Required work: Scan the entries below. List each line with "tower".

--- Records for processing ---

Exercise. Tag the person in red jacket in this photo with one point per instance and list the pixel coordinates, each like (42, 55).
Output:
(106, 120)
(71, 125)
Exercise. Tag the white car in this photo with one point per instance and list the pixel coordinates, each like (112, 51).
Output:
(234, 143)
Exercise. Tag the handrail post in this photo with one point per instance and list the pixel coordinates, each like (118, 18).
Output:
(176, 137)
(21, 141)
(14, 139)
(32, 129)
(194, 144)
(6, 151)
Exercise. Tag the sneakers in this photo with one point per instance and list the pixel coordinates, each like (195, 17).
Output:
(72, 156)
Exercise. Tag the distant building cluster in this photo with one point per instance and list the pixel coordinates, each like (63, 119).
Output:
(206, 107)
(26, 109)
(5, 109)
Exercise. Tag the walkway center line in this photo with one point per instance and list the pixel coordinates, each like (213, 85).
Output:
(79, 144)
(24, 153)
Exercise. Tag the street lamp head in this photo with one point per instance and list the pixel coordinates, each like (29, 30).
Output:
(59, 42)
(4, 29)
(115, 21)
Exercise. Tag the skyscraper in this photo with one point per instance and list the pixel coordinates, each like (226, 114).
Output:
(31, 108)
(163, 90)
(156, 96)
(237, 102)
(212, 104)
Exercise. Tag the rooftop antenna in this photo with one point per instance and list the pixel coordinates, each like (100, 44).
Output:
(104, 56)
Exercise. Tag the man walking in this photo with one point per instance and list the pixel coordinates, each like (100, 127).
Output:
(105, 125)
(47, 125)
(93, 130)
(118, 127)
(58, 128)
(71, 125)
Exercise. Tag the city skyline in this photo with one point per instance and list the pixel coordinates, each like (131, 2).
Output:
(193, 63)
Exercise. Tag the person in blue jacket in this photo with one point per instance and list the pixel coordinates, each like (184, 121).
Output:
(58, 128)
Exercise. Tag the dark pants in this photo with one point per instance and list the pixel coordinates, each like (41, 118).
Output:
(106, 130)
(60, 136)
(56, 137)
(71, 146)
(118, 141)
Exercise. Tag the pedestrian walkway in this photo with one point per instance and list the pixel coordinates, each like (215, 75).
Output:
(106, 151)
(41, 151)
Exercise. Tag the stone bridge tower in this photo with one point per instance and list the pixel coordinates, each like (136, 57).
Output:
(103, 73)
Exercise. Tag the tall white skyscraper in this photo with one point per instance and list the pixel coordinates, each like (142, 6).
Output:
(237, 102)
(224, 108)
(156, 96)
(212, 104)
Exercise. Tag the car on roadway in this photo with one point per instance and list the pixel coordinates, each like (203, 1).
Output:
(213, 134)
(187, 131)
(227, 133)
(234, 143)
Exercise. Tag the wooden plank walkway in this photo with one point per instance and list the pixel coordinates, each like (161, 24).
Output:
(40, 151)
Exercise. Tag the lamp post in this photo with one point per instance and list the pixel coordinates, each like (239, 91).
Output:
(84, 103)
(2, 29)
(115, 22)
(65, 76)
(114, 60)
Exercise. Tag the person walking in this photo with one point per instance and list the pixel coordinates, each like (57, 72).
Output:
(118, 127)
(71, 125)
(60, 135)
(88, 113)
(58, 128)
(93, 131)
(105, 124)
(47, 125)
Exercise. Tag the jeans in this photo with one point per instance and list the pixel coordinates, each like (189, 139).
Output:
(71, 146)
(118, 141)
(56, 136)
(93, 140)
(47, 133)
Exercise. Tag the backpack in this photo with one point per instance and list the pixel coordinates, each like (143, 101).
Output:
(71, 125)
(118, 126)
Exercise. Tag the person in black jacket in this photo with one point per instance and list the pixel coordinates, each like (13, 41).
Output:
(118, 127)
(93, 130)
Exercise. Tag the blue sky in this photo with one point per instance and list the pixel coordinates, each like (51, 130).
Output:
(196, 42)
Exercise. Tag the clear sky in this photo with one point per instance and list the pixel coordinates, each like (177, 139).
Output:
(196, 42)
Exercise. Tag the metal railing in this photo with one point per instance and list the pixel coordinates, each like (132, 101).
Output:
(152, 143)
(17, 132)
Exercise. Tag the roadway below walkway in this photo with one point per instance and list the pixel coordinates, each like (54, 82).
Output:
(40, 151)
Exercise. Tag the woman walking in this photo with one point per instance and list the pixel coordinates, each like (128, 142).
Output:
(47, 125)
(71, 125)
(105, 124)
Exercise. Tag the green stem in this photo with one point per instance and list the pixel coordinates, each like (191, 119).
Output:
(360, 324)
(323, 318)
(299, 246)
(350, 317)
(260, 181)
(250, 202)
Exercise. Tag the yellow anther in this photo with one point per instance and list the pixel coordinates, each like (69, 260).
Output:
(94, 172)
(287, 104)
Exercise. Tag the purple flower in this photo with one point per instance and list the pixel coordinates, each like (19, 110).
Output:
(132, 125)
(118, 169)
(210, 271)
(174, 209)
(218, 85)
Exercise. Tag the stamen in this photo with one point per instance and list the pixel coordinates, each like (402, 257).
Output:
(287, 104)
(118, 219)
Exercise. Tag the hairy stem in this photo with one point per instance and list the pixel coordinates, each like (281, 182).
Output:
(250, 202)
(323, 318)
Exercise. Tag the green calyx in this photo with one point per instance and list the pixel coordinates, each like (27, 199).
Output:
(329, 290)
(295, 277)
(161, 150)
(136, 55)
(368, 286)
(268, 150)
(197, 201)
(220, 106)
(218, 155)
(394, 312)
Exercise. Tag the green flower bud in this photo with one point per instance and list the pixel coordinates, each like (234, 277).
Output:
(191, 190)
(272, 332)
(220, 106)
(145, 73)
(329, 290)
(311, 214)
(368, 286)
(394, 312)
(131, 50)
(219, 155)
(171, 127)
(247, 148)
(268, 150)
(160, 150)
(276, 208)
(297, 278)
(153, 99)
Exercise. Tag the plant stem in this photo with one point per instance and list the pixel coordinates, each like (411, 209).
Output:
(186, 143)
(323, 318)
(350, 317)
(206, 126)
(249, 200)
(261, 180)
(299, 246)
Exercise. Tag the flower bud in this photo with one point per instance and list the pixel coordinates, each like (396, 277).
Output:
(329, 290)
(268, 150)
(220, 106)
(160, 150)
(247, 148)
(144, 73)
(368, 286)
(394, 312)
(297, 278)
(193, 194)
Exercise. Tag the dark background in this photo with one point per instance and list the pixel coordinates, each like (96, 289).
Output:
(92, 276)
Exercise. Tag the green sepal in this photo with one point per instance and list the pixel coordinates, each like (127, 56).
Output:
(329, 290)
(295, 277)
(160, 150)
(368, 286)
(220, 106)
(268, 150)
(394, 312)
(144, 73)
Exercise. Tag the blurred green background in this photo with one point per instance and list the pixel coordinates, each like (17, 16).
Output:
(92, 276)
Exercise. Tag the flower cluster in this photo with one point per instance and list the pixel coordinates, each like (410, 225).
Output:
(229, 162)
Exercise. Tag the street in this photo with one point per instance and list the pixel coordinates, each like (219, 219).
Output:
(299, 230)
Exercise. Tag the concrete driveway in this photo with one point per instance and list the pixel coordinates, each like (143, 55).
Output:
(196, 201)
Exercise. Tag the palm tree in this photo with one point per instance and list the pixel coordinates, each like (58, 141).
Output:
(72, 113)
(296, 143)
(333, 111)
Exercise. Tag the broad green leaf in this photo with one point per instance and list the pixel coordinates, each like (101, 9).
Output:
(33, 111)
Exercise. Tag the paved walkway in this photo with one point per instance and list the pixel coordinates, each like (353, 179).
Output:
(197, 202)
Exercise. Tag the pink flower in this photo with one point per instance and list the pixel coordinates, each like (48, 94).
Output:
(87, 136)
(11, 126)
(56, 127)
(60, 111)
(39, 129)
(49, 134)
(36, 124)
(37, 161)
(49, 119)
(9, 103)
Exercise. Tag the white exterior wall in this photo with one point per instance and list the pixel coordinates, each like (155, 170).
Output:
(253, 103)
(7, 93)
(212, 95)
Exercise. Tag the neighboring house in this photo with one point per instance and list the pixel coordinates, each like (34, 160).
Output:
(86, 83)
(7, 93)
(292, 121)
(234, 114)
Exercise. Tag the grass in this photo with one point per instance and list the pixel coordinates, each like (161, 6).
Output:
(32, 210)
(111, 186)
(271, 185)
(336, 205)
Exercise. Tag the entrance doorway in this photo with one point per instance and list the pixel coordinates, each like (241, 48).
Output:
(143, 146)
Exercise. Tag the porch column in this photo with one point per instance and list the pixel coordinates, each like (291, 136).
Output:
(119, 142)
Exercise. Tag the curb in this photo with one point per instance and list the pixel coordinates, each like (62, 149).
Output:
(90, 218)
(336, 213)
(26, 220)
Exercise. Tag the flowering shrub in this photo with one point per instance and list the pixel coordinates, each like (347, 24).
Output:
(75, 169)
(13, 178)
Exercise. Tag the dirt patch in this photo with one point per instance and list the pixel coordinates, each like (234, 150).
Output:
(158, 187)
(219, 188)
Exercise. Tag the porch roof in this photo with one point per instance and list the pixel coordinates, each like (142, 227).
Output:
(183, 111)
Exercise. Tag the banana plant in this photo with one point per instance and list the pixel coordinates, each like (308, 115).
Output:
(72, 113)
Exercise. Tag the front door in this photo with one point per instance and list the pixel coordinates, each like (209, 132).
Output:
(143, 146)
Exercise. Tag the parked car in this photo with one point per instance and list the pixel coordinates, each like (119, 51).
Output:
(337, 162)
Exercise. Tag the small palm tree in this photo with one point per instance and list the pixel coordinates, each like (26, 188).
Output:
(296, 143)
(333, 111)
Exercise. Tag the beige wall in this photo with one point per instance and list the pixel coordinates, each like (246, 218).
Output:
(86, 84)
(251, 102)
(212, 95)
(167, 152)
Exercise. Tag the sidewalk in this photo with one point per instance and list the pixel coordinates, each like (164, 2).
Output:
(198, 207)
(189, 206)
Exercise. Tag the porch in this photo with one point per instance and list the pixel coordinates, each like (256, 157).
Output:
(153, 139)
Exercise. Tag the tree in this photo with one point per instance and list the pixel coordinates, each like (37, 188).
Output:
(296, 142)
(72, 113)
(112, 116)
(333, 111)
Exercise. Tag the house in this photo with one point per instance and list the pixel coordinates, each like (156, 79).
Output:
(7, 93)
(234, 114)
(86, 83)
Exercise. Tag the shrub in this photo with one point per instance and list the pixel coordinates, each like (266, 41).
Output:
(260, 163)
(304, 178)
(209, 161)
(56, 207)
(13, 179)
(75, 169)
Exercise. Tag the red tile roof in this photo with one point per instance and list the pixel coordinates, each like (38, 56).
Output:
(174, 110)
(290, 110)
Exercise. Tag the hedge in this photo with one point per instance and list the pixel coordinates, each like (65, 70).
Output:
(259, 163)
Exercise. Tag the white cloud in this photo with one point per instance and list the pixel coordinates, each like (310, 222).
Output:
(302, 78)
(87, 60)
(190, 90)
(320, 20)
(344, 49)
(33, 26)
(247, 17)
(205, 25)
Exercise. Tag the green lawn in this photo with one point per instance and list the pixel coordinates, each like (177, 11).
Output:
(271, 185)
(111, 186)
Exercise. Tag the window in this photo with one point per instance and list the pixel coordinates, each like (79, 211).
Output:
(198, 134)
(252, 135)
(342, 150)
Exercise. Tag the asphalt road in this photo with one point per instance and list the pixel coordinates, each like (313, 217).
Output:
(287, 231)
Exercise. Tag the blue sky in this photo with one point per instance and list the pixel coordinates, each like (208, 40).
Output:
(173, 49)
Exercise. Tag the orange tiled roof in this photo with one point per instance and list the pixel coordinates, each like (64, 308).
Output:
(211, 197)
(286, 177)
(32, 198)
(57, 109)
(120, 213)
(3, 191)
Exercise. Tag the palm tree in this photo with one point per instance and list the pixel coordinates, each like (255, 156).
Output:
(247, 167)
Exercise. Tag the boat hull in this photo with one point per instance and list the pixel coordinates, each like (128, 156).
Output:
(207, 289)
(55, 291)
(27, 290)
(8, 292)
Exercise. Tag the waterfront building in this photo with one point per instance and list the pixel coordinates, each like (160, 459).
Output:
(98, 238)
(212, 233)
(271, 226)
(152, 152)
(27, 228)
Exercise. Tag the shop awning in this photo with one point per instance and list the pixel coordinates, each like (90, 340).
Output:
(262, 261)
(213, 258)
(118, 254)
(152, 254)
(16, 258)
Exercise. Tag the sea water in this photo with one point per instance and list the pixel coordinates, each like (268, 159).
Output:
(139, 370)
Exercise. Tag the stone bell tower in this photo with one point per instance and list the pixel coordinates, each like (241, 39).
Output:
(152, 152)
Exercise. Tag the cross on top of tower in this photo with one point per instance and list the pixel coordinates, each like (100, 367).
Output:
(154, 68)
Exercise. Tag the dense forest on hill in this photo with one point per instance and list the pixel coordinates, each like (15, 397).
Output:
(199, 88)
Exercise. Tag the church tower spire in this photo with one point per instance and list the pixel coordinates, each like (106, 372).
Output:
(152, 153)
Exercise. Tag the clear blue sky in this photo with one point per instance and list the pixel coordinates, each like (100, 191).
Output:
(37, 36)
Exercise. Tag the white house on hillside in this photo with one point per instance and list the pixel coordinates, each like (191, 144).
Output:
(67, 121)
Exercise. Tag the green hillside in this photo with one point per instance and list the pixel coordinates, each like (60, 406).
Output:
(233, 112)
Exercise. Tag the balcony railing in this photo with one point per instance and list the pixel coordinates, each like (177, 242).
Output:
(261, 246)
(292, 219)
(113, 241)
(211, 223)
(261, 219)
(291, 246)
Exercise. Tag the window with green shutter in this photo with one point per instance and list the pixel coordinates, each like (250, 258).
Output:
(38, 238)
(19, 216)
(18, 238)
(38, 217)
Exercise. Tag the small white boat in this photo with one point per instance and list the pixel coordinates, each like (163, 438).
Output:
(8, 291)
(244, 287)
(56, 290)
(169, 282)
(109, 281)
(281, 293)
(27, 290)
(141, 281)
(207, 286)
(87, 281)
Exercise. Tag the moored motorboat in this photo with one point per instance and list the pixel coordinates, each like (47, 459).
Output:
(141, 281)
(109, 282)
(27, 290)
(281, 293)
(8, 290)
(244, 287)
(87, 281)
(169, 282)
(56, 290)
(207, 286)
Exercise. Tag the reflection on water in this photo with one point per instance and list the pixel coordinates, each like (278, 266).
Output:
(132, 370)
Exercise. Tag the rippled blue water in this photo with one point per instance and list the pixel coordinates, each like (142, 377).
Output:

---

Response below:
Exercise. Tag the stone bridge tower in this photo with one point per instance and list the pixel coordinates, each like (136, 57).
Exercise. Tag the stone bell tower in this photo with one point per instance and list the pixel coordinates, each like (241, 39).
Exercise. Tag the cross on top of tower in this photo with one point per instance and list the pixel coordinates, each like (100, 367).
Exercise. Tag the church tower spire in this photo with one point per instance and list the pixel coordinates, each like (106, 372).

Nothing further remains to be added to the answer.